*** Excerpted text ***

2. System Requirements
To run AutoGLM locally, you need:
- A computer running Windows, macOS, or Linux
- An Android phone (Android 7.0 or later)
- Python 3.10 or higher
- ADB (Android Debug Bridge)
- A stable network connection
A GPU improves inference speed but is not mandatory for basic testing.
3. Preparing the Python Environment
First, verify that Python is installed:
python --version
If not installed, download it from:
4. Installing Android Debug Bridge (ADB)
ADB allows direct interaction between your computer and mobile device.
Download Android Platform Tools from:
https://developer.android.com/tools/releases/platform-tools
Verify installation:
adb version
5. Enabling USB Debugging on Android
Follow these steps on your phone:
-
Open Settings
-
Navigate to About Phone
-
Tap Build Number repeatedly until Developer Mode activates
-
Enable USB Debugging inside Developer Options
Connect your phone and confirm recognition:
adb devices
6. Installing ADB Keyboard for Automated Input
AutoGLM requires a special virtual keyboard for programmatic typing.
Steps:
-
Download the ADB Keyboard APK from the AutoGLM GitHub repo
-
Install it on your device
-
Enable it as a system input method
This allows the AI agent to enter text across different applications.
7. Downloading and Installing AutoGLM
Clone the repository:
git clone https://github.com/zai-org/Open-AutoGLM.git
cd Open-AutoGLM
Install dependencies:
pip install -r requirements.txt
pip install -e .

*** End of Excerpted text ***
*** Recorded information ***

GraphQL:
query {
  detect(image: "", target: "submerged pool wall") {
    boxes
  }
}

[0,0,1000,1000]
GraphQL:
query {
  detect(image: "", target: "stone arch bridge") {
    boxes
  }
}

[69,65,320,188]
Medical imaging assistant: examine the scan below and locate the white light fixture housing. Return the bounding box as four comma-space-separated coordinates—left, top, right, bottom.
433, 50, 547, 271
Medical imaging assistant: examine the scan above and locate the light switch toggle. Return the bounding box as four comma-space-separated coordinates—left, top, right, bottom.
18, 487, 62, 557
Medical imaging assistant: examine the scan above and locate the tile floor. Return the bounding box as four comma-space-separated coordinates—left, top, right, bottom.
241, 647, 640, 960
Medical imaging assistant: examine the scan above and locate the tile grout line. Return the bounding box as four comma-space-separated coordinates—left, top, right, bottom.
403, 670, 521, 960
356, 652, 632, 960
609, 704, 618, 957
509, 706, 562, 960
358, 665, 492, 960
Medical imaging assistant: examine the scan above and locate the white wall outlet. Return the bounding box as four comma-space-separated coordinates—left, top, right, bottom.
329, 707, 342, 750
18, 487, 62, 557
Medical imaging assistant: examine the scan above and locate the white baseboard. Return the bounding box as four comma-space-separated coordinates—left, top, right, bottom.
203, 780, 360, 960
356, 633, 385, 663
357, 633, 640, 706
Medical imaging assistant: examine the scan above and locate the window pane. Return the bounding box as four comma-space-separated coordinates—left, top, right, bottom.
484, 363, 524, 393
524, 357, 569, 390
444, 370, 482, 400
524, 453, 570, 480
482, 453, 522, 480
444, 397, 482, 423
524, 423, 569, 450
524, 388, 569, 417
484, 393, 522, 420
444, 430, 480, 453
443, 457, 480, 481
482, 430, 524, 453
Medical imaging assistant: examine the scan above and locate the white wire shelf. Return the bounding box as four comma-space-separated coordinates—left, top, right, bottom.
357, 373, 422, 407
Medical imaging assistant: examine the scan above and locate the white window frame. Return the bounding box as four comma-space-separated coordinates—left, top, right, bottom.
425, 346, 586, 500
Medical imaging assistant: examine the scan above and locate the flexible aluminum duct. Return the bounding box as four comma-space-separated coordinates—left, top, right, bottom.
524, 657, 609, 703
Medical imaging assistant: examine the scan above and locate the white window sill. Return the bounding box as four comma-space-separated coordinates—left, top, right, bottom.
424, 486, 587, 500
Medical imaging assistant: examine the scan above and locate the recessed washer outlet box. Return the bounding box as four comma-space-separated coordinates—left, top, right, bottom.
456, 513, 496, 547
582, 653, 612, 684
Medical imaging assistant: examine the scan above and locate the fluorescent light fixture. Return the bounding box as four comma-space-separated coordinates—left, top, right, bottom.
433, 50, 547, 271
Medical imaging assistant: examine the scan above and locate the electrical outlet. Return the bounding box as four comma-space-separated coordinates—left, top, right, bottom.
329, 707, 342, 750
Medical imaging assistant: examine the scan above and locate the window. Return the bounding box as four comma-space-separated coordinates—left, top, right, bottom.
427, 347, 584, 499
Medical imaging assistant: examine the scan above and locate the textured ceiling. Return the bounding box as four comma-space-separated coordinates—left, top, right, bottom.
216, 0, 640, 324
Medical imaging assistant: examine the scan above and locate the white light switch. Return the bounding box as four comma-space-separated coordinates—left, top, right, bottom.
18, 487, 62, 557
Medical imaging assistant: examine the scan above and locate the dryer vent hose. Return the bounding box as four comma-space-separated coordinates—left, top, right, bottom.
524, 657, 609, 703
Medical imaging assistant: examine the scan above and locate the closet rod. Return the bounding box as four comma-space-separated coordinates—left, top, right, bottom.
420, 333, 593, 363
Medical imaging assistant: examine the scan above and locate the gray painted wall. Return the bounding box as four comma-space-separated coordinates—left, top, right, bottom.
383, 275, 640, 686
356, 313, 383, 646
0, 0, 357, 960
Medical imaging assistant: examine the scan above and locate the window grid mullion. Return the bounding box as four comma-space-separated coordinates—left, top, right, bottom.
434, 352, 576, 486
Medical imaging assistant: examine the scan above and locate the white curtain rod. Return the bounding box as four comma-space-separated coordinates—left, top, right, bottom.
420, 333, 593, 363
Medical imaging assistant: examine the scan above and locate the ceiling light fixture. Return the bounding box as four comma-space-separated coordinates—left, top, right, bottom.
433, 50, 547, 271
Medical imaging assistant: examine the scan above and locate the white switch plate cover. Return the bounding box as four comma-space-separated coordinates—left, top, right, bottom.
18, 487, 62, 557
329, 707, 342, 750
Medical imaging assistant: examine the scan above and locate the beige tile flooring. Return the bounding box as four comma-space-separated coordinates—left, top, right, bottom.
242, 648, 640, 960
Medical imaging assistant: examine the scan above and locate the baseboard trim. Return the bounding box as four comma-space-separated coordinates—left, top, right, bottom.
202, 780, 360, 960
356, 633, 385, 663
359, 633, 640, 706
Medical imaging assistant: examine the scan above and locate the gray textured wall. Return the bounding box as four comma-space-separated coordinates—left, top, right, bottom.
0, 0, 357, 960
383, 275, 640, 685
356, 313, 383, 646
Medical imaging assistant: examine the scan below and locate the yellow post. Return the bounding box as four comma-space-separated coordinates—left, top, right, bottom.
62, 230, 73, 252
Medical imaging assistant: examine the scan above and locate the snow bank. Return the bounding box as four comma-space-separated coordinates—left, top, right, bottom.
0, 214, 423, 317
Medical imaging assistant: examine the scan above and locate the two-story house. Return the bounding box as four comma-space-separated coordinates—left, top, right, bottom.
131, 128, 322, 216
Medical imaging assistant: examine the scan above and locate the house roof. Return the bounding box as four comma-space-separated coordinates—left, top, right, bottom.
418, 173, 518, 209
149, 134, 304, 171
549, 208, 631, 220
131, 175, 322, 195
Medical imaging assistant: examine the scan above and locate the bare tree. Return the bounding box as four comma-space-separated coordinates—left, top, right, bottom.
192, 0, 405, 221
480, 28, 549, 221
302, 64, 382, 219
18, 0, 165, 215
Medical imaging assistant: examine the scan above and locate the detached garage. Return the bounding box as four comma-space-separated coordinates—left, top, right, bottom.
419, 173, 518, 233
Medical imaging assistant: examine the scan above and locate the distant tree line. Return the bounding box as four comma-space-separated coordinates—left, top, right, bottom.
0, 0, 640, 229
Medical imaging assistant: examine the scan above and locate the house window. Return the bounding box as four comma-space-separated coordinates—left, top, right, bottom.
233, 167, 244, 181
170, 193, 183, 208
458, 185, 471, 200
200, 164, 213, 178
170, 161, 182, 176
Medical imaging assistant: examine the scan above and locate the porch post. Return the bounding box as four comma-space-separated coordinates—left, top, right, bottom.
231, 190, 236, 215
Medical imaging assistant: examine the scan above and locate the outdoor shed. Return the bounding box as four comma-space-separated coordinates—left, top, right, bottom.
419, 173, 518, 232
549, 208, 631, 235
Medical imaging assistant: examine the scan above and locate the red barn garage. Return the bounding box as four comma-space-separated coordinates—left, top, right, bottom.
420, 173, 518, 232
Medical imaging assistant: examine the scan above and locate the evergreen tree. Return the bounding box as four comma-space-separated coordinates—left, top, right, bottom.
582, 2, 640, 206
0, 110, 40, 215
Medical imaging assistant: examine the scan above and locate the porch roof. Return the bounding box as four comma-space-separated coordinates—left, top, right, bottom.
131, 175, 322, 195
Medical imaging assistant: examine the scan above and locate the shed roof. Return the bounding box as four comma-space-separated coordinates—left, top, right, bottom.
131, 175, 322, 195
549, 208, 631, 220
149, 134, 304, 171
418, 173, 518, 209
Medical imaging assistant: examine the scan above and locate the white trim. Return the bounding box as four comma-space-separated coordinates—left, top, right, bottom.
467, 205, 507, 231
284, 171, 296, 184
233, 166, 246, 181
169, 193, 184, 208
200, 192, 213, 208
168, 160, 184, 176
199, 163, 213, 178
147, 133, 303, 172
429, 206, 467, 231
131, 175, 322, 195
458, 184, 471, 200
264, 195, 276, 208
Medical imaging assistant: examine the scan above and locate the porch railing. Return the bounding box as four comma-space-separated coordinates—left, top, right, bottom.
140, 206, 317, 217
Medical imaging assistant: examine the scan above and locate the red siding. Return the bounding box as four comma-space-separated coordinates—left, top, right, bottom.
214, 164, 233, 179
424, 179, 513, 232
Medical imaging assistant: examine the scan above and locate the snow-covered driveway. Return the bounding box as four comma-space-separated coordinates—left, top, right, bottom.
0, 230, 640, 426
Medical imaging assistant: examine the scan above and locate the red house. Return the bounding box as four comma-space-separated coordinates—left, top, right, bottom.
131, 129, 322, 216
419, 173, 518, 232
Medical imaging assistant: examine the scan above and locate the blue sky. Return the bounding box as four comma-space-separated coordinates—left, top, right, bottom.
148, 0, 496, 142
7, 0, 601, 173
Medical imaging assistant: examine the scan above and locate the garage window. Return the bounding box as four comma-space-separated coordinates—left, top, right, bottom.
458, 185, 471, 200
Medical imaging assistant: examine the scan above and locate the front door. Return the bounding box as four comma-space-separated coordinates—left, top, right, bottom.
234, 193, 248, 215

*** End of Recorded information ***

• _Task requirements_:
**A)** For each statement, say yes or no according to the AutoGLM setup guide and quote the words from the guide that decide it:
(i) A GPU is required even for basic testing.
(ii) The phone must run Android 7.0 or later.
(iii) The ADB Keyboard APK is downloaded from the AutoGLM GitHub repo.
**B)** Shorten the part of the AutoGLM setup guide beginning "AutoGLM requires a special virtual keyboard," keeping its main facts.
**C)** Extend the AutoGLM setup guide past its last line.
The records come from a separate source.

• _Task-by-task outputs_:
**A)**
(i) No: "A GPU improves inference speed but is not mandatory for basic testing."
(ii) Yes: "An Android phone (Android 7.0 or later)"
(iii) Yes: "Download the ADB Keyboard APK from the AutoGLM GitHub repo"

**B)** AutoGLM needs a special virtual keyboard, the ADB Keyboard, so the AI agent can type text across different applications. Download its APK from the AutoGLM GitHub repo, install it on the device, and enable it as a system input method.

**C)**
8. Running the AutoGLM Model Locally
AutoGLM currently provides two main models:
-
AutoGLM-Phone-9B (Chinese-tuned)
-
AutoGLM-Phone-9B-Multilingual (global language support)
To serve the model locally using vLLM:
python3 -m vllm.entrypoints.openai.api_server \
--served-model-name autoglm-phone \
--model zai-org/AutoGLM-Phone-9B \
--port 8000
Once running, your local inference API endpoint becomes:
http://localhost:8000/v1
9. Sending Commands to the AI Agent
Interactive Execution Mode
python main.py --base-url http://localhost:8000/v1 --model autoglm-phone
Then issue commands such as:
Open Google Maps and search nearby restaurants
Your Android device will perform the action automatically.
One-Shot Command Execution
python main.py --base-url http://localhost:8000/v1 "Open YouTube and play trending videos"
Python SDK Integration Example
from phone_agent import PhoneAgent
from phone_agent.model import ModelConfig
config = ModelConfig(
base_url="http://localhost:8000/v1",
model_name="autoglm-phone"
)
agent = PhoneAgent(model_config=config)
agent.run("Open Gmail and refresh inbox")
This mode is ideal for building automation pipelines and experiments.
10. Wireless Control Over Local Network
To operate the phone without USB:
adb connect 192.168.1.10:5555
After connection, AutoGLM can operate the device remotely. This setup is widely used for:
-
Remote device labs
-
Distributed testing
-
Continuous mobile automation
11. Supported Application Types
AutoGLM works with a growing list of mainstream applications, including:
-
Messaging platforms
-
E-commerce apps
-
Navigation and travel services
-
Short-video and streaming platforms
You can display all supported apps using:
python main.py --list-apps
12. Practical Use Cases
AutoGLM can be applied to:
-
Automated mobile testing
-
Cross-app workflow automation
-
Data collection and monitoring
-
Accessibility assistance
-
AI research on mobile interaction
-
Large-scale device orchestration
It enables real-world AI-driven mobile operation, not just simulated environments.
Frequently Asked Questions (FAQ)
Is AutoGLM free for personal and commercial use? Yes. AutoGLM is fully open-source and can be used for both personal and commercial projects under its license terms.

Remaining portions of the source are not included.